## Provided passage

--- --- ---

Metropolis Walker
The Boltzmann weight describes the likelyhood of finding a physical system in a state \(`s`\) at a given temperature \(`T`\):
p(s) \propto e^{-E(s)/k_B T}
where \(`E(s)`\) is the energy of the system in state \(`s`\) (in the context of optimization, this is often referred to as the "cost function"). The actual value of \(`p(s)`\) could be obtained via normalization:
p(s) = \frac{e^{-E(s)/k_BT}}{Z},\quad Z = \sum_{s'} e^{-E(s')/k_B T}
where the normalizing denominator \(`Z`\) is called the "partition function" and the sum is over all possible states of the system. For configuration spaces of interesting optimization problems, \(`Z`\) is typically intractable (that is, the number of possible configurations is too large to compute it).
NOTE: The lower the temperature \(`T`\), the highter the weight-discrepancy between "low energy" and "high energy" states. In the limit \(`T \to 0`\), the weight of all but the lowest energy state vanishes and we find the system in this "ground state" with probability \(`1`\).

--- --- ---

## Listing
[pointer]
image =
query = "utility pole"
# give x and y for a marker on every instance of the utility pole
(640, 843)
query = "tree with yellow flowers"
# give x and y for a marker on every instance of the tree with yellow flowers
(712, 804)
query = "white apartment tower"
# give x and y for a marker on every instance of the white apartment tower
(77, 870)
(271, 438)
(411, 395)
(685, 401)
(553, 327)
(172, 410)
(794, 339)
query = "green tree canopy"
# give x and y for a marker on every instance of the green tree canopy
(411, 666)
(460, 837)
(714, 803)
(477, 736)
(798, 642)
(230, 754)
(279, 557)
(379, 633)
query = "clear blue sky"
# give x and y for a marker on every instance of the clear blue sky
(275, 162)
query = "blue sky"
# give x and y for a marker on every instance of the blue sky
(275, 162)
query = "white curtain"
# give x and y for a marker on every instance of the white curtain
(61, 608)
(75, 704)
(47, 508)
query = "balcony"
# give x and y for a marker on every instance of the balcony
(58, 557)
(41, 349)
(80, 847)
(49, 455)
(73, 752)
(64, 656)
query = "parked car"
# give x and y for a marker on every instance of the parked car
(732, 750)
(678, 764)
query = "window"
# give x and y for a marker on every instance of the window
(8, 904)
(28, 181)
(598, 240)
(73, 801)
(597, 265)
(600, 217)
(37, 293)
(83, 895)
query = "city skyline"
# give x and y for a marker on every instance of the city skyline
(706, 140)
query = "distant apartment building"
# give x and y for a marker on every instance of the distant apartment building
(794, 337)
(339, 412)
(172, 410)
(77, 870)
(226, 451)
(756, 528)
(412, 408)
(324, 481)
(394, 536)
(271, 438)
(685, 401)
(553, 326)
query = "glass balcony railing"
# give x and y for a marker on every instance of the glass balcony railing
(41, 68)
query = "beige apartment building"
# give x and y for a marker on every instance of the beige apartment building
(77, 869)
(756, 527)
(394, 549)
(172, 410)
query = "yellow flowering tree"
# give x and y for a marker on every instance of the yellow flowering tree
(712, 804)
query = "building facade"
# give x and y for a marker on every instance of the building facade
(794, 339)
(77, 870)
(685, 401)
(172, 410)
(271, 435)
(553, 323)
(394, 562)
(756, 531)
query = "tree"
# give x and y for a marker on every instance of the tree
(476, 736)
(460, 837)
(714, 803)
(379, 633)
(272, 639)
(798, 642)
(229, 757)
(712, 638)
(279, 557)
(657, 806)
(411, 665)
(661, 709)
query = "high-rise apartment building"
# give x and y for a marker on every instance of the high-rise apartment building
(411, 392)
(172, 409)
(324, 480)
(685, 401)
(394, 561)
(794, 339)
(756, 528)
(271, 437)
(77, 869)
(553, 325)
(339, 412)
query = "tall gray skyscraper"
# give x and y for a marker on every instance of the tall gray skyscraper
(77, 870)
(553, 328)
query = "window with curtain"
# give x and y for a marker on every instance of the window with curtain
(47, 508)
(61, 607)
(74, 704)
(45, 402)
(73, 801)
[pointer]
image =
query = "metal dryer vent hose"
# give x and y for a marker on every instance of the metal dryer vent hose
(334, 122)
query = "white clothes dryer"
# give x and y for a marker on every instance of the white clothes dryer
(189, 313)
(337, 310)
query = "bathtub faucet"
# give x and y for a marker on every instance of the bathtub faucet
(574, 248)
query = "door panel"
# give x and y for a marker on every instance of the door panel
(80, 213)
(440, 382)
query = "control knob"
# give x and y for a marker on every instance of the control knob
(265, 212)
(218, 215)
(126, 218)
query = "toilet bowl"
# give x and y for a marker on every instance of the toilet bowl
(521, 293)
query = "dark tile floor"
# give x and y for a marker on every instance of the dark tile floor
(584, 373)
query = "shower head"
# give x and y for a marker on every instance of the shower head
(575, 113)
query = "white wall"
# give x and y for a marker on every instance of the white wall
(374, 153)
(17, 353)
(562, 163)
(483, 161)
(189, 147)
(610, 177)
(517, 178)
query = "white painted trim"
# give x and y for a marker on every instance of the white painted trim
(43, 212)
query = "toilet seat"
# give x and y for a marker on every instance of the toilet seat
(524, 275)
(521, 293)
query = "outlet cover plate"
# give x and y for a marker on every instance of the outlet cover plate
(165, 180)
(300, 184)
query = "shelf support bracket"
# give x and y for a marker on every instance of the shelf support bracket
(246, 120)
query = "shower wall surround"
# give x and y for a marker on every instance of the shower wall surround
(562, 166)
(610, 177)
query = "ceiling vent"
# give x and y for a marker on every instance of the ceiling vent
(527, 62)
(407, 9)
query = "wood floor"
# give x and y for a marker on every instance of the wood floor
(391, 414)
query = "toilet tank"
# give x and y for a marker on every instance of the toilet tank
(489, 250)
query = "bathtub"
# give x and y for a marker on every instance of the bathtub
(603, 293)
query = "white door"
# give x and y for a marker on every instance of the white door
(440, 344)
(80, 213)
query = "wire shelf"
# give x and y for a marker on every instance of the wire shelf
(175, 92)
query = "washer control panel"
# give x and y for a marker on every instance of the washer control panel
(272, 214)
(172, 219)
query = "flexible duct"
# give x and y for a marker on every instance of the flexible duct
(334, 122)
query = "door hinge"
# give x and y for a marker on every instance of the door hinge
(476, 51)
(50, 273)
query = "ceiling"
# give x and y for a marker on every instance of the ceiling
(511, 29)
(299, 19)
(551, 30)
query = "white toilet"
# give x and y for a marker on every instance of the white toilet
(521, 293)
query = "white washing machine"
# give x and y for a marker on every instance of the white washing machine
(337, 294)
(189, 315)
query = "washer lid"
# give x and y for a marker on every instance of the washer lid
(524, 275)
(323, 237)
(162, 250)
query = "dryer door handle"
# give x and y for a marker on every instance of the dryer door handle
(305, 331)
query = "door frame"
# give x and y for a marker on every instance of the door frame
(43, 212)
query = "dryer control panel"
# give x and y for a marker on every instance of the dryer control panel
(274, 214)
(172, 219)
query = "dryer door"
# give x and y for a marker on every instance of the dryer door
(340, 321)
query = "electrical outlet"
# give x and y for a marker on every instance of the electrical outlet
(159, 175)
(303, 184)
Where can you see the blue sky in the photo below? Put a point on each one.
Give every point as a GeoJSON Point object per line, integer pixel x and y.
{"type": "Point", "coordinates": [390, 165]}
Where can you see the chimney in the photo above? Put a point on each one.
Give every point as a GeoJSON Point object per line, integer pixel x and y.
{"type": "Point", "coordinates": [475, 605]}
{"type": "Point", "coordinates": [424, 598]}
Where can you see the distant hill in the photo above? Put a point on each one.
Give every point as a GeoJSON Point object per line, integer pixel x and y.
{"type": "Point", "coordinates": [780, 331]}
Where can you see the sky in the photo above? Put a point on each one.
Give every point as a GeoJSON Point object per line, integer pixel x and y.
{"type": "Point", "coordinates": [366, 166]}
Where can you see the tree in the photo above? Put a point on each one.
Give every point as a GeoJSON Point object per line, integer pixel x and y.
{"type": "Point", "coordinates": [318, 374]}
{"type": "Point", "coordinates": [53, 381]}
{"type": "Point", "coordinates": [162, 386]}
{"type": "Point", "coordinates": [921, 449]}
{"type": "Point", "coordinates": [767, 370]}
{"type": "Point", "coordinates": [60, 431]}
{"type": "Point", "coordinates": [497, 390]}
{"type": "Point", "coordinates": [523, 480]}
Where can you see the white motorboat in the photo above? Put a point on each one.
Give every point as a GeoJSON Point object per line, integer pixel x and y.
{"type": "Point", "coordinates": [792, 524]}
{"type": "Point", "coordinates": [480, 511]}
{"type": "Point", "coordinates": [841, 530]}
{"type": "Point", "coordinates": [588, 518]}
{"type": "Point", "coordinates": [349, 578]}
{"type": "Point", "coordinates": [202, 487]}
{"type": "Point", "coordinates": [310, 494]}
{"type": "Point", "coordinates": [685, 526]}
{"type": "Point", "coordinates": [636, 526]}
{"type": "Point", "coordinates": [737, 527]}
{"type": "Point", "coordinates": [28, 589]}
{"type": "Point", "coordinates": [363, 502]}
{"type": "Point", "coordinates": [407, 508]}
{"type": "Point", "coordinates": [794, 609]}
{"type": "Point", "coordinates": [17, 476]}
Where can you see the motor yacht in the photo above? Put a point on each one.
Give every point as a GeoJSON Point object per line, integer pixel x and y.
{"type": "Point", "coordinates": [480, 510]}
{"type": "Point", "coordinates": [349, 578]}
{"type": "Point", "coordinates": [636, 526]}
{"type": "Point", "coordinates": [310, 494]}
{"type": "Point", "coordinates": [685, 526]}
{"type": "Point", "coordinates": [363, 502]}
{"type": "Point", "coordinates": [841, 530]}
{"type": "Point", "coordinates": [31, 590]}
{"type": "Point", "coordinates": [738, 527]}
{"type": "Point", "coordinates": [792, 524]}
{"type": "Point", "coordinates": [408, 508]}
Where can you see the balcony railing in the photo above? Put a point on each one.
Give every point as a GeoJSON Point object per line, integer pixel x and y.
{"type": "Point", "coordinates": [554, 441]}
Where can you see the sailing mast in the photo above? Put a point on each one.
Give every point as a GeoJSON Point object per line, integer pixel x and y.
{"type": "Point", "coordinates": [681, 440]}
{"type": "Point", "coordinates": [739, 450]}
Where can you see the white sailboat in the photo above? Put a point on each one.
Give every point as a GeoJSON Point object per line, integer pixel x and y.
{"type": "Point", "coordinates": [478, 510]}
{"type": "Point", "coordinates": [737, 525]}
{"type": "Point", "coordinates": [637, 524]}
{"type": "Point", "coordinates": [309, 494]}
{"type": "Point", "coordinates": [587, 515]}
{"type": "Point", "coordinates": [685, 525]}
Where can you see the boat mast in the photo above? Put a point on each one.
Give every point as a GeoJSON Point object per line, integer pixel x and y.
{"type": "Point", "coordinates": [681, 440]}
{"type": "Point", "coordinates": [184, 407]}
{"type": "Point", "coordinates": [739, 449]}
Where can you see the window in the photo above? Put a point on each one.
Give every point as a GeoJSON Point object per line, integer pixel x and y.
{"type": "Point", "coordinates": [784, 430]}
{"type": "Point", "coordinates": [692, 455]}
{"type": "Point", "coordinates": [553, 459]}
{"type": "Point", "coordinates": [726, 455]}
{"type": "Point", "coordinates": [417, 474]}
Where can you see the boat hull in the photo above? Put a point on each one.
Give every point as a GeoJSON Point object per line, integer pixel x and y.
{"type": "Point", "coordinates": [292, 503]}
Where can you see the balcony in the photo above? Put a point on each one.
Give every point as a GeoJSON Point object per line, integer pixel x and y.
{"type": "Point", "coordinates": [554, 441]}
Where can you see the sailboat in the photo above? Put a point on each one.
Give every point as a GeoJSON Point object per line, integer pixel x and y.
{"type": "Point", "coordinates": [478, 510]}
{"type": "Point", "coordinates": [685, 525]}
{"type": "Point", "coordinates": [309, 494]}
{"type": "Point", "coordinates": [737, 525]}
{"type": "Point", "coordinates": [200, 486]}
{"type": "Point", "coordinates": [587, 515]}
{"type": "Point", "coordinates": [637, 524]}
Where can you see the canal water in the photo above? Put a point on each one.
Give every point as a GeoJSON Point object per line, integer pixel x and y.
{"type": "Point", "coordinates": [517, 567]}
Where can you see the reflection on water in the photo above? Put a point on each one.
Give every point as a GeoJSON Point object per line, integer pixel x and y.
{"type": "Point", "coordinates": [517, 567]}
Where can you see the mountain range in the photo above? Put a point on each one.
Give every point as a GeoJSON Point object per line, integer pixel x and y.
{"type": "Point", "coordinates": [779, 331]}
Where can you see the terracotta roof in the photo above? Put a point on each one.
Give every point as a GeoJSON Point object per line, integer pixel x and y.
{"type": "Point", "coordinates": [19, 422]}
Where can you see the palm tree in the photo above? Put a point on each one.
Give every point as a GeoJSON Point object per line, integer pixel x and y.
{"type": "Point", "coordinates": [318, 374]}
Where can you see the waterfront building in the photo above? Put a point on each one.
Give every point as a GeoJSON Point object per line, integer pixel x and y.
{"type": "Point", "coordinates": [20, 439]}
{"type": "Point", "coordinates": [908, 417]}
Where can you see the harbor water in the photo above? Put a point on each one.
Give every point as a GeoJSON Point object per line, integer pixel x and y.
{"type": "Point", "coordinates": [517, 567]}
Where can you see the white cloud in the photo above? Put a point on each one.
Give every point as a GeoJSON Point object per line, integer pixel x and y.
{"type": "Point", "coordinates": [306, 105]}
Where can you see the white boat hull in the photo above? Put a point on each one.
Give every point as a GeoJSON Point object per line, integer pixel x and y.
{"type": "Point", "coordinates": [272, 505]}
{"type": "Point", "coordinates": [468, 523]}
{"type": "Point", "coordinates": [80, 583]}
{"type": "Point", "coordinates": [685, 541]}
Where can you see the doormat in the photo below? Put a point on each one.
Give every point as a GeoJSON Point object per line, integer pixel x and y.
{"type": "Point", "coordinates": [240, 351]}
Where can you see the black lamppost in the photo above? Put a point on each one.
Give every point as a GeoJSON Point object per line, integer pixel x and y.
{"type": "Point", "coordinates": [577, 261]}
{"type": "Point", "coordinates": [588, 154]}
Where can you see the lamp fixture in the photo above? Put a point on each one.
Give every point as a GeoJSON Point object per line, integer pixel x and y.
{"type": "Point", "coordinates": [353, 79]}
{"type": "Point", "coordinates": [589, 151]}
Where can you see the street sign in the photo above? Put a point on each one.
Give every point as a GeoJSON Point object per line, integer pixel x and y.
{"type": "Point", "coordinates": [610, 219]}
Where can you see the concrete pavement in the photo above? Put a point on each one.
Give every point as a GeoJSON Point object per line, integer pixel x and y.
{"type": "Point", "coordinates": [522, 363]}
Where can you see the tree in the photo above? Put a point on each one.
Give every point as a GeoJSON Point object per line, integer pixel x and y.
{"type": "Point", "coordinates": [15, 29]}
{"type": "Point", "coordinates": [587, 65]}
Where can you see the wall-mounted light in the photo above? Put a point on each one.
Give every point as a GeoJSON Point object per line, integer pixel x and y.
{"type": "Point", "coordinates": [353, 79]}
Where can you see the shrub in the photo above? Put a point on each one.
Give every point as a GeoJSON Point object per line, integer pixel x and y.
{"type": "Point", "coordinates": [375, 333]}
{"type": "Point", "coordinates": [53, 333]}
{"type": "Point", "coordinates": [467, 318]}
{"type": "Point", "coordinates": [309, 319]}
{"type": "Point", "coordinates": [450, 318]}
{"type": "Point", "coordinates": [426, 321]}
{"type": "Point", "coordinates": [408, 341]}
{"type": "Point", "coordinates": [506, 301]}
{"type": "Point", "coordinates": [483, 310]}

--- --- ---

## Tasks and exercises
a – List every term that the Boltzmann weight passage sets inside double quotation marks.
b – Please write the next part of the Boltzmann weight passage, picking up after its final sentence.
The records were gathered from a different source than the passage.

## Answers
a – "cost function", "partition function", "low energy", "high energy", "ground state"

b –
Randomized Sampling
The metropolis algorithm describes a markov chain approach for randomized sampling of a system's states with their sampling probability converging to the Boltzmann weight. To extend the markov chain, a random next state is proposed and accepted with probability
p(s\to s') =
\begin{cases}
e^{-(E(s')-E(s))/k_BT},& \text{if } E(s') > E(s)\\
1, & \text{otherwise.}
\end{cases}
That is, we always accept a move to a lower-energy state, but only allow increases depending on the energy difference \(`\Delta_E`\) and temperature \(`T`\). This sampling approach can be proven to converge to the Boltzmann distribution in the long-term limit.
Implementation
Metropolis sampling is implemented as a specialization of the
Walker
base class:
:::cpp linenums=False
template <class Model>
class Metropolis : public Walker<Model> {
public:
/// Decide whether to accept a given cost increase.
bool accept(double cost_diff) override {
return cost_diff <= 0 ||
Walker<Model>::random_number_generator_->uniform() <
exp(-cost_diff * beta_);
}
/// Set the sampling temperature (also updates beta_).
void set_temperature(double temperature);
};
where the selection of a random next state and conditional application
of the proposed transition is implemented in the Walker
base class.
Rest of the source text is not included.